===== Document segment =====
[tex]\displaystyle\int\frac{\mathrm dx}{3\sin x+4\cos x}[/tex]
A standard approach would be the tangent half-angle substitution:
[tex]t=\tan\dfrac x2\implies\mathrm dt=\dfrac12\sec^2\dfrac x2\,\mathrm dx[/tex]
Then
[tex]\sin x=2\sin\dfrac x2\cos\dfrac x2\implies\sin x=\dfrac{2t}{1+t^2}[/tex]
[tex]\cos x=\cos^2\dfrac x2-\sin^2\dfrac x2\implies\cos x=\dfrac{1-t^2}{1+t^2}[/tex]
from which we get
[tex]\mathrm dx=\dfrac2{1+t^2}\,\mathrm dt[/tex]
So the integral becomes
[tex]\displaystyle\int\frac{\frac2{1+t^2}}{\frac{6t}{1+t^2}+\frac{4(1-t^2)}{1+t^2}}\,\mathrm dt=\int\frac{\mathrm dt}{3t+2(1-t^2)}=-\int\frac{\mathrm dt}{2t^2-3t-2}[/tex]
Rewrite the denominator as
[tex]2t^2-3t-2=(2t+1)(t-2)[/tex]
and expand the integrand into its partial fractions:
[tex]\dfrac1{2t^2-3t-2}=\dfrac15\left(\dfrac1{t-2}-\dfrac2{2t+1}\right)[/tex]
We have
[tex]\displaystyle-\frac15\int\frac1{t-2}-\frac2{2t+1}\,\mathrm dt=-\frac15(\ln|t-2|-\ln|2t+1|)+C[/tex]
[tex]=\dfrac15\ln\left|\dfrac{2t+1}{t-2}\right|+C[/tex]
[tex]=\dfrac15\ln\left|\dfrac{2\tan\frac x2+1}{\tan\frac x2-2}\right|+C[/tex]
===== Dataset excerpts =====
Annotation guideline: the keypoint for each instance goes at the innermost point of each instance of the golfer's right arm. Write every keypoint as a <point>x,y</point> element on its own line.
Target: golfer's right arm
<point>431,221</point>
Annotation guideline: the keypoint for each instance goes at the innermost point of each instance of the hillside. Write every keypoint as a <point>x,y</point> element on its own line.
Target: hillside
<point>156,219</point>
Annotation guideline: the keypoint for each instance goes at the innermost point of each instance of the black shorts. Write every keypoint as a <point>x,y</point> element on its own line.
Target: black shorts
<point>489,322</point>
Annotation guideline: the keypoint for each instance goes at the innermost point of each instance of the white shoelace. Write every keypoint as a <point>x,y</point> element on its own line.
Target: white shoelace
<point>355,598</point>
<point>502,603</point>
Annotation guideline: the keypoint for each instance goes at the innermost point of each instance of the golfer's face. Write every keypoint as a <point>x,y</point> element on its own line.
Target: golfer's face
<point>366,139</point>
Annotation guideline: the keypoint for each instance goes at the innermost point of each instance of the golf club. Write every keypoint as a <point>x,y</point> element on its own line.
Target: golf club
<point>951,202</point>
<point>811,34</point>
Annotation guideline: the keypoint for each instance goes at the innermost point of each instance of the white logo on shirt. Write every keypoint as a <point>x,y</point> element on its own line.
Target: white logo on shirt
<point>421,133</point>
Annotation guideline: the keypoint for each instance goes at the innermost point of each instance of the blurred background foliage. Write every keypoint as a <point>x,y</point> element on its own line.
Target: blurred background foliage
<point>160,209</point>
=====
===== Dataset excerpts =====
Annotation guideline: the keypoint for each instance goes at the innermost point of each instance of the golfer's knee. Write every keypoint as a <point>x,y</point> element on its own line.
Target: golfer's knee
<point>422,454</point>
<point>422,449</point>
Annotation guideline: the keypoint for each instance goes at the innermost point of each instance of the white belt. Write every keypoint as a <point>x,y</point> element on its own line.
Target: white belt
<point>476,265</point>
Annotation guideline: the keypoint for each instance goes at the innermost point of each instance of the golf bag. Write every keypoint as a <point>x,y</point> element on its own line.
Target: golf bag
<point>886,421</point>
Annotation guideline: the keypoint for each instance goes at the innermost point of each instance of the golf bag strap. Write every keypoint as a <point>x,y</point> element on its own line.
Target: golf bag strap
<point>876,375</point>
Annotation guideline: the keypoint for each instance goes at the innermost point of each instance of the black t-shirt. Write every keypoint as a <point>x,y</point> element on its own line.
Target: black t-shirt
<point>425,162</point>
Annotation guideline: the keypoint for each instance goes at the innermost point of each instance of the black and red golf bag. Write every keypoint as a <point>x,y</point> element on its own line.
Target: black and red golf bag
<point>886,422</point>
=====
In the worked integral above, what does the denominator 2t^2 - 3t - 2 factor into?

(2t + 1)(t - 2)